-- SOURCE RECORDS start --

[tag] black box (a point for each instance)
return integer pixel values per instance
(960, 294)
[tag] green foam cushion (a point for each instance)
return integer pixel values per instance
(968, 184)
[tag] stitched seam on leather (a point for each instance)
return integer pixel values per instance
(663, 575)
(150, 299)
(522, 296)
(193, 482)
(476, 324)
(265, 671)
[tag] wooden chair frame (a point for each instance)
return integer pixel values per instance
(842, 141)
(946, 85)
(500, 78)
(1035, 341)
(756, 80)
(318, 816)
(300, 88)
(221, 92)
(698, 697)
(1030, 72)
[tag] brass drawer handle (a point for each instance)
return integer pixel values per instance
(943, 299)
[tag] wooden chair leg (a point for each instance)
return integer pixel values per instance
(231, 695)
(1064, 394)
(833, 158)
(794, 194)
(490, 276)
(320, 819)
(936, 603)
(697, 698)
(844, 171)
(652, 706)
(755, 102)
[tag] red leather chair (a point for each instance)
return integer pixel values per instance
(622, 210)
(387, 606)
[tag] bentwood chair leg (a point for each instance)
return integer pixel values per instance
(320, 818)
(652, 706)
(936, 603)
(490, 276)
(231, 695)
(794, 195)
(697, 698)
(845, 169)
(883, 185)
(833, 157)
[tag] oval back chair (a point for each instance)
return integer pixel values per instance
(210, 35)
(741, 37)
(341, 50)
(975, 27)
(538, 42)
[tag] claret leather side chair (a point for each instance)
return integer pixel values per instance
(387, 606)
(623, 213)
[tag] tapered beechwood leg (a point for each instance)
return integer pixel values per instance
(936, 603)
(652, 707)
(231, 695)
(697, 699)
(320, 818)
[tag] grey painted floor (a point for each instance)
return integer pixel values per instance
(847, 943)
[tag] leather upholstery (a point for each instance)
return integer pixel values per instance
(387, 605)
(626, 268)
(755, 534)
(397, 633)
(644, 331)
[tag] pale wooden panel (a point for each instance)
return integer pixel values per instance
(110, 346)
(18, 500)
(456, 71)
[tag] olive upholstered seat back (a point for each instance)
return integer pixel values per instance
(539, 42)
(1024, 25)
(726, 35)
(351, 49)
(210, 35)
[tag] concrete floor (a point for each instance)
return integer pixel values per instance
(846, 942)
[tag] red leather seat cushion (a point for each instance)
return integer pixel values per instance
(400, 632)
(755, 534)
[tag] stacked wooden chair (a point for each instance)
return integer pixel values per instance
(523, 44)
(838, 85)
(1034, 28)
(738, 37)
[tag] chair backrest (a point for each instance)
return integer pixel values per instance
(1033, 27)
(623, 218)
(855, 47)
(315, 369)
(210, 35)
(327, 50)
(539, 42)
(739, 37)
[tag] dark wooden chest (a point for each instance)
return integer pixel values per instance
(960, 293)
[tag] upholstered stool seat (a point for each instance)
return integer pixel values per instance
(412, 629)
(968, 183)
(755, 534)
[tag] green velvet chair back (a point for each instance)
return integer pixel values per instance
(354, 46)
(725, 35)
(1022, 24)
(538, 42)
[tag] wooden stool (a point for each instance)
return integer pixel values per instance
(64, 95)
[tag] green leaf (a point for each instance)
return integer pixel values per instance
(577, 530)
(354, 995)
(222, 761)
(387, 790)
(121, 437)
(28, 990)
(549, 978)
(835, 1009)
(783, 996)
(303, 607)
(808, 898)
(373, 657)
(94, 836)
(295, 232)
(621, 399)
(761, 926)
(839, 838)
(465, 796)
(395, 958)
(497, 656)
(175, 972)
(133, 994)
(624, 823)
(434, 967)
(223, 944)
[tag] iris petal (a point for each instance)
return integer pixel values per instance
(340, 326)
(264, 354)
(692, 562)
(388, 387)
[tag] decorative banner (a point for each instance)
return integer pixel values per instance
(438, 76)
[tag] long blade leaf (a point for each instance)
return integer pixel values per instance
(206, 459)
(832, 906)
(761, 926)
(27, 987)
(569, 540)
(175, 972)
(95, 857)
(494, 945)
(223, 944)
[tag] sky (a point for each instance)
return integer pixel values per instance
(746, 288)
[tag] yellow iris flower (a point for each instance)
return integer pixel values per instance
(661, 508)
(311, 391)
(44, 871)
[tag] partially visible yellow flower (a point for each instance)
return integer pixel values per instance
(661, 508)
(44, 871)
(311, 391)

-- SOURCE RECORDS end --

◆ PROBLEM TO SOLVE
Retype each record exactly, leaving nothing out.

◆ COMPLETED EXERCISE
[tag] black box (a point for each instance)
return integer pixel values per instance
(960, 294)
[tag] green foam cushion (a point for each instance)
return integer pixel values per instance
(968, 184)
[tag] stitched seam on leather (a point for each instance)
return integer pixel values per instance
(663, 575)
(150, 299)
(522, 296)
(193, 482)
(476, 324)
(265, 671)
[tag] wooden chair frame (a point for each instance)
return integer pixel values per instance
(842, 141)
(946, 85)
(500, 78)
(1035, 341)
(756, 80)
(318, 816)
(300, 88)
(221, 92)
(698, 697)
(1030, 72)
[tag] brass drawer handle (a point for each instance)
return integer pixel values per instance
(943, 299)
[tag] wooden chair leg (a point for each instance)
return integer pixel values per instance
(231, 695)
(1064, 394)
(833, 158)
(794, 194)
(490, 276)
(320, 819)
(936, 603)
(697, 698)
(844, 171)
(652, 706)
(755, 102)
[tag] red leather chair (a point for each instance)
return integer pixel values per instance
(622, 210)
(387, 606)
[tag] bentwood chair leg (a point for each instance)
return integer pixel values per instance
(320, 818)
(652, 706)
(936, 603)
(490, 276)
(231, 695)
(794, 195)
(697, 698)
(845, 169)
(883, 185)
(833, 157)
[tag] oval back chair (a point for each instance)
return integer pixel values per instance
(210, 35)
(741, 37)
(341, 50)
(975, 27)
(538, 42)
[tag] claret leather side chair (a point for each instance)
return integer pixel values per instance
(387, 606)
(623, 213)
[tag] tapered beechwood leg (a point for each instance)
return integer pixel values per instance
(936, 603)
(652, 707)
(231, 695)
(697, 699)
(320, 818)
[tag] grey painted floor (a point for each instance)
return integer pixel values per instance
(847, 943)
[tag] leather upholstery (a point for each instance)
return integer pixel values per instance
(387, 605)
(626, 268)
(755, 534)
(397, 633)
(644, 331)
[tag] pale wooden panel (a point for each instance)
return integer pixel values per instance
(110, 346)
(18, 500)
(456, 71)
[tag] olive upholstered seat back (a point for each instance)
return integer pixel values per instance
(539, 42)
(1024, 25)
(726, 35)
(351, 49)
(210, 35)
[tag] concrete floor (a point for each instance)
return integer pixel values per instance
(846, 942)
[tag] red leather seat cushion (a point for each instance)
return integer pixel values per instance
(400, 632)
(755, 534)
[tag] stacked wooden chair (a point for each instance)
return integer pixel values per instance
(523, 44)
(838, 85)
(1034, 28)
(738, 37)
[tag] chair backrest (a point for each instance)
return integer pixel values per instance
(1033, 27)
(623, 218)
(855, 47)
(315, 369)
(210, 35)
(327, 50)
(539, 42)
(739, 37)
[tag] dark wooden chest (a point for each instance)
return integer pixel values per instance
(960, 293)
[tag] upholstered stool seat (a point for each instance)
return integer pixel values per instance
(412, 629)
(968, 183)
(755, 534)
[tag] green velvet chair back (a point for each instance)
return integer pixel values per instance
(354, 46)
(725, 35)
(1022, 24)
(538, 42)
[tag] wooden stool (a point for each instance)
return integer pixel values per instance
(64, 95)
[tag] green leaf (a point for each instance)
return integer pixel values per instance
(577, 530)
(354, 995)
(222, 761)
(387, 790)
(121, 437)
(28, 990)
(549, 978)
(835, 1009)
(783, 996)
(303, 607)
(808, 898)
(373, 657)
(94, 836)
(295, 232)
(621, 399)
(761, 926)
(839, 838)
(465, 796)
(395, 958)
(497, 656)
(175, 972)
(133, 994)
(624, 823)
(434, 967)
(223, 944)
[tag] iris petal (a point for each instance)
return integer pixel values per instance
(340, 326)
(264, 354)
(692, 562)
(388, 387)
[tag] decorative banner (a point for each instance)
return integer pixel values per instance
(438, 76)
[tag] long blade leaf (a point for each instance)
return integer pixel values per instance
(206, 459)
(832, 906)
(761, 926)
(27, 987)
(569, 540)
(175, 972)
(95, 857)
(494, 945)
(223, 944)
[tag] sky (a point for each instance)
return integer pixel values per instance
(746, 288)
[tag] yellow iris flower (a point for each instance)
return integer pixel values per instance
(661, 508)
(311, 391)
(44, 871)
[tag] partially visible yellow flower (a point for each instance)
return integer pixel values per instance
(661, 508)
(44, 871)
(311, 391)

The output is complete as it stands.